TASK ITEM
Update the rows below by replacing "rough mask" with "coarse mask" wherever it occurs, keeping everything else the same.

THE RECORDS
----------------
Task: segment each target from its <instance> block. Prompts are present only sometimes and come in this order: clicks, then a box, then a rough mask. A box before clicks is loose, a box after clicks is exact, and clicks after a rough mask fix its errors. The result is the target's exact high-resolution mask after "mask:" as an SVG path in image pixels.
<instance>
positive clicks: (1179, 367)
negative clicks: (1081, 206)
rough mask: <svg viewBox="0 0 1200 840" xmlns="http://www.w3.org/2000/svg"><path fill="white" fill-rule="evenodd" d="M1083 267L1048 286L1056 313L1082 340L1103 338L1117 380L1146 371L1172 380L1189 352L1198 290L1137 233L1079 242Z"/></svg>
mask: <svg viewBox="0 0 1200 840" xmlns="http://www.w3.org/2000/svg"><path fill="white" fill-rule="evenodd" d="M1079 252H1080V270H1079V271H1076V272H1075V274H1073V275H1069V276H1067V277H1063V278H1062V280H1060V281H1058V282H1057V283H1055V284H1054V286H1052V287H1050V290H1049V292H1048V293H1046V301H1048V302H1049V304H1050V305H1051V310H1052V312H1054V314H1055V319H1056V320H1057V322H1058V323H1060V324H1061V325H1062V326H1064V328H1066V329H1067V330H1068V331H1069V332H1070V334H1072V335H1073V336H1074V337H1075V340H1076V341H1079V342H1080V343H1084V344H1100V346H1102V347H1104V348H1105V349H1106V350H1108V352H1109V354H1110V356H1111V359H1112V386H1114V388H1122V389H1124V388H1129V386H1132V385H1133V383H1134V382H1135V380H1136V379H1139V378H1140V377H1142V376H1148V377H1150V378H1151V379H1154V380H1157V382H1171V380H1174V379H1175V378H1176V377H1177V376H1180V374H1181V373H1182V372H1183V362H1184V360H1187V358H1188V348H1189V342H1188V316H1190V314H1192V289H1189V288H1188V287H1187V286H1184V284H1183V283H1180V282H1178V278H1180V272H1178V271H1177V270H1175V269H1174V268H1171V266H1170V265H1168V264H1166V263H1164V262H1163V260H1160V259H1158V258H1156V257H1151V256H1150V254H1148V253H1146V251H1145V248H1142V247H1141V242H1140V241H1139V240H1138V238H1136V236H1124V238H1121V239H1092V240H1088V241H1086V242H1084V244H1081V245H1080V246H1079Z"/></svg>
----------------
WRITTEN RESPONSE
Task: segment each target from its <instance> block. Prompts are present only sometimes and come in this order: clicks, then a box, then a coarse mask. A box before clicks is loose, a box after clicks is exact, and clicks after a coarse mask fix its errors. The result is the target's exact high-resolution mask after "mask:" as an SVG path in image pixels.
<instance>
positive clicks: (1179, 367)
negative clicks: (1081, 206)
coarse mask: <svg viewBox="0 0 1200 840" xmlns="http://www.w3.org/2000/svg"><path fill="white" fill-rule="evenodd" d="M1083 267L1048 286L1056 313L1082 340L1103 338L1117 380L1146 371L1172 380L1189 352L1198 290L1137 233L1079 242Z"/></svg>
mask: <svg viewBox="0 0 1200 840" xmlns="http://www.w3.org/2000/svg"><path fill="white" fill-rule="evenodd" d="M1079 252H1080V270H1079V271H1076V272H1075V274H1073V275H1069V276H1067V277H1063V278H1062V280H1060V281H1058V282H1057V283H1055V284H1054V286H1052V287H1050V290H1049V292H1048V293H1046V301H1048V302H1049V304H1050V305H1051V310H1052V312H1054V314H1055V319H1056V320H1057V322H1058V323H1060V324H1061V325H1062V326H1064V328H1066V329H1067V330H1068V331H1069V332H1070V334H1072V335H1073V336H1074V337H1075V340H1076V341H1079V342H1080V343H1084V344H1100V346H1102V347H1104V348H1105V349H1106V350H1108V352H1109V354H1110V356H1111V359H1112V386H1114V388H1122V389H1124V388H1129V386H1132V385H1133V383H1134V382H1135V380H1136V379H1139V378H1140V377H1142V376H1148V377H1150V378H1151V379H1154V380H1157V382H1171V380H1174V379H1175V378H1176V377H1177V376H1180V374H1181V373H1182V372H1183V362H1184V360H1187V358H1188V348H1189V342H1188V316H1190V314H1192V289H1189V288H1188V287H1187V286H1184V284H1183V283H1180V282H1178V278H1180V272H1178V271H1177V270H1175V269H1174V268H1171V266H1170V265H1168V264H1166V263H1164V262H1163V260H1160V259H1158V258H1156V257H1151V256H1150V254H1148V253H1146V251H1145V248H1142V247H1141V242H1140V241H1139V240H1138V238H1136V236H1124V238H1121V239H1092V240H1088V241H1086V242H1084V244H1081V245H1080V246H1079Z"/></svg>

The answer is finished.